>>

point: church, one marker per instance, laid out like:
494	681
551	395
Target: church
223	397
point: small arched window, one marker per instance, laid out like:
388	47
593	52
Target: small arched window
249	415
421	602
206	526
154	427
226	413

<<

● **Task statement**
Copy all of the data above line for line, changing nothing.

● **Output of the task**
point: church, one marker per instance, laid out like:
494	681
551	395
Target: church
223	397
point: small arched window, one marker per instance, laid out like:
388	47
593	52
Target: small arched window
249	415
421	602
206	526
154	427
226	413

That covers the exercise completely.